(Saved entries)
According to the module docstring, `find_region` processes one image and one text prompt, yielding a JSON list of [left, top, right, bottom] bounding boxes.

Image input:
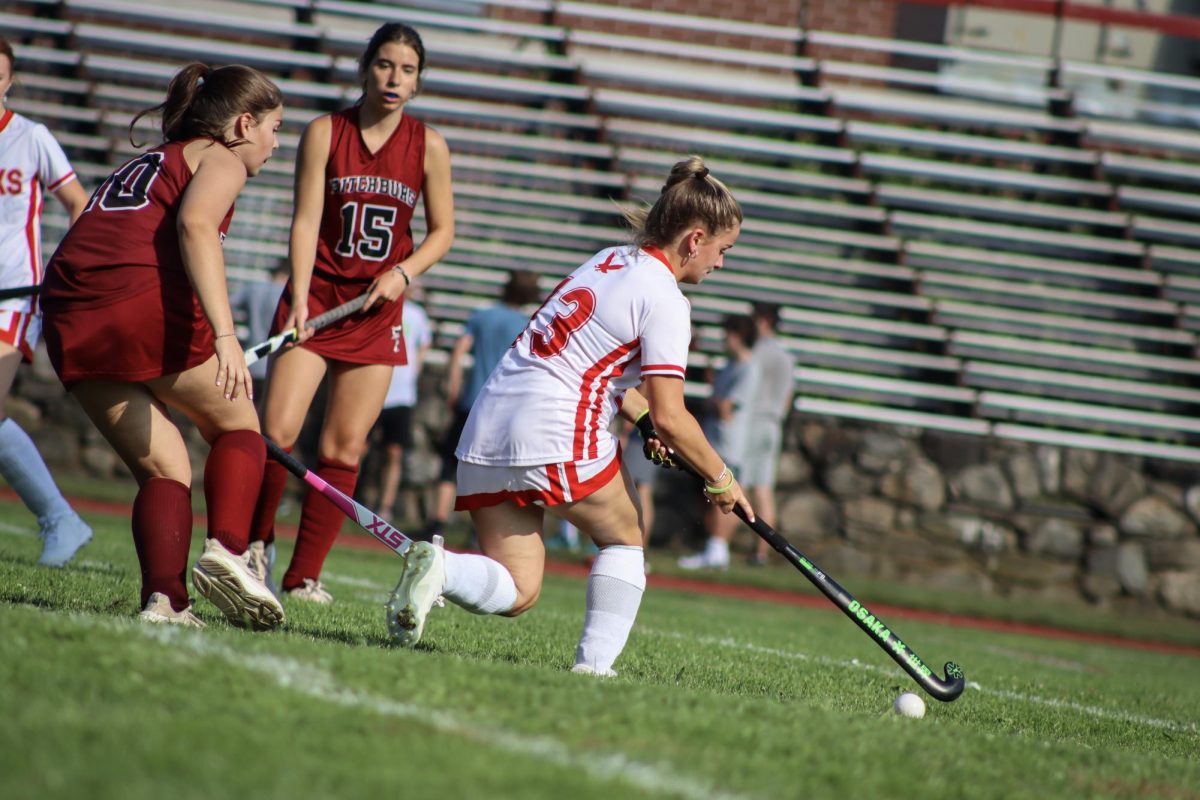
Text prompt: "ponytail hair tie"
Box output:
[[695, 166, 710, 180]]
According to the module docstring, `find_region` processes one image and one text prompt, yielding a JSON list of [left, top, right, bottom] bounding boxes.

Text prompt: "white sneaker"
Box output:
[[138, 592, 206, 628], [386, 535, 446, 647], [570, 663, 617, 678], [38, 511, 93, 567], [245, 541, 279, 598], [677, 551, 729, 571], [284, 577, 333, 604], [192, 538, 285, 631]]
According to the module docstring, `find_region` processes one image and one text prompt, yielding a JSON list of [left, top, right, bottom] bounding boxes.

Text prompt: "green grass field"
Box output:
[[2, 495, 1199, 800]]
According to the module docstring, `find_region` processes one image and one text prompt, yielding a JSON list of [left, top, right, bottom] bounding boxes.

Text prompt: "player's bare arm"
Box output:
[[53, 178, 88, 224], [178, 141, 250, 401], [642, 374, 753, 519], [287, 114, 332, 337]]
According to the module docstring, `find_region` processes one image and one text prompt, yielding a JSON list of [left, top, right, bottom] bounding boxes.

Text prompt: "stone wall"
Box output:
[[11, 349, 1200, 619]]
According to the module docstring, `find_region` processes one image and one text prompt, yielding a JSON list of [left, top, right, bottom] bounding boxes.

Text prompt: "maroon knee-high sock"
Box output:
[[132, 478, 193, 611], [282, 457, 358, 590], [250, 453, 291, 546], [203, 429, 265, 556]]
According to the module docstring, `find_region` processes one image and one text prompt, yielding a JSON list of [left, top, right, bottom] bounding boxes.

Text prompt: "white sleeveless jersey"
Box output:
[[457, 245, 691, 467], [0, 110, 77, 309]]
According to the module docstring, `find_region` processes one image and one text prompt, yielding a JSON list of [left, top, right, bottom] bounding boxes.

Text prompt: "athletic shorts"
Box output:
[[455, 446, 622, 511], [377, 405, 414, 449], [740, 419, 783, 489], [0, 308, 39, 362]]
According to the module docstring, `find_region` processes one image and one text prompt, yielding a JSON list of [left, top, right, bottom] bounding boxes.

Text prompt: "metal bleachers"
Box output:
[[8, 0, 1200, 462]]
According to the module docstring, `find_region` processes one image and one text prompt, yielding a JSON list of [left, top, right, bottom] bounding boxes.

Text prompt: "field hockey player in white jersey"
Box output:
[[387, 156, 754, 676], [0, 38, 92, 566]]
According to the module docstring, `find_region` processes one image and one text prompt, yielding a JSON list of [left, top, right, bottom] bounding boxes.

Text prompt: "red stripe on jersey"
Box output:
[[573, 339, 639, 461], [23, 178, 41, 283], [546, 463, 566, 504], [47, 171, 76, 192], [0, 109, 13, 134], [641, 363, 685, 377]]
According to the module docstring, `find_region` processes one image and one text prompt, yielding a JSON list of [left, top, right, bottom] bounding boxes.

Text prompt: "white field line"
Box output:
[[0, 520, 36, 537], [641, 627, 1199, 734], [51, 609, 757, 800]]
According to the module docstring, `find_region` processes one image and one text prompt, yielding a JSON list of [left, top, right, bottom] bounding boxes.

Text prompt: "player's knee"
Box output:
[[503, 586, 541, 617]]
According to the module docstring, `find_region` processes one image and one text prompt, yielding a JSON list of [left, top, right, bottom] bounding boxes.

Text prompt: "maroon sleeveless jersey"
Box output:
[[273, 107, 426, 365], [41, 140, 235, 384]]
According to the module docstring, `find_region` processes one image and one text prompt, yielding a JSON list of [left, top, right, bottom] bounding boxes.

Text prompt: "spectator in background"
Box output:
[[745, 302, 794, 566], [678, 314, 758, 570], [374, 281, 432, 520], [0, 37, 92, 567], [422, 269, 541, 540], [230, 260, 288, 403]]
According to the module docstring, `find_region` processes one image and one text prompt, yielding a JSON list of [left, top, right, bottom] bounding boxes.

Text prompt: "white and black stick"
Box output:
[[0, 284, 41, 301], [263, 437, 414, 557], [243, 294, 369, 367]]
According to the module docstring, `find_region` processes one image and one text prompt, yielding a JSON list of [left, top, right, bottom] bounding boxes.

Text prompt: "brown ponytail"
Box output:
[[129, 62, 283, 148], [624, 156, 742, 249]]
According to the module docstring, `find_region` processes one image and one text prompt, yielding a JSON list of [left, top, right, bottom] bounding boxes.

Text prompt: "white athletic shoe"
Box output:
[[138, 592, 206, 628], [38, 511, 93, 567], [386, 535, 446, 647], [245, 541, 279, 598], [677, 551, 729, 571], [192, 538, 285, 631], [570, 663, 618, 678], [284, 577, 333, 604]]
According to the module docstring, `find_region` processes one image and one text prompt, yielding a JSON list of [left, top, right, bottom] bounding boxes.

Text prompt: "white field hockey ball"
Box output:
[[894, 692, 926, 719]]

- WHAT THE EXERCISE ASKS
The lines needed are those in the data above that hold the string "ponytail"; copy each of them.

- ANSWER TO THIS PROBLEM
Text prompt: "ponytail hair tie"
Text prompt: "brown ponytail"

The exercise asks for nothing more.